SUPPLIED RECORDS below:

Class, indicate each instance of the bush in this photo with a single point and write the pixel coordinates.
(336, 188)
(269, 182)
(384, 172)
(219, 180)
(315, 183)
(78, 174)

End of SUPPLIED RECORDS.

## YOUR INSTRUCTIONS
Print every line you see above, exactly as written.

## RESPONSE BELOW
Class, indicate each instance of the bush in this photo with a single point and write the pixel coordinates.
(336, 188)
(269, 182)
(384, 172)
(219, 180)
(315, 183)
(78, 174)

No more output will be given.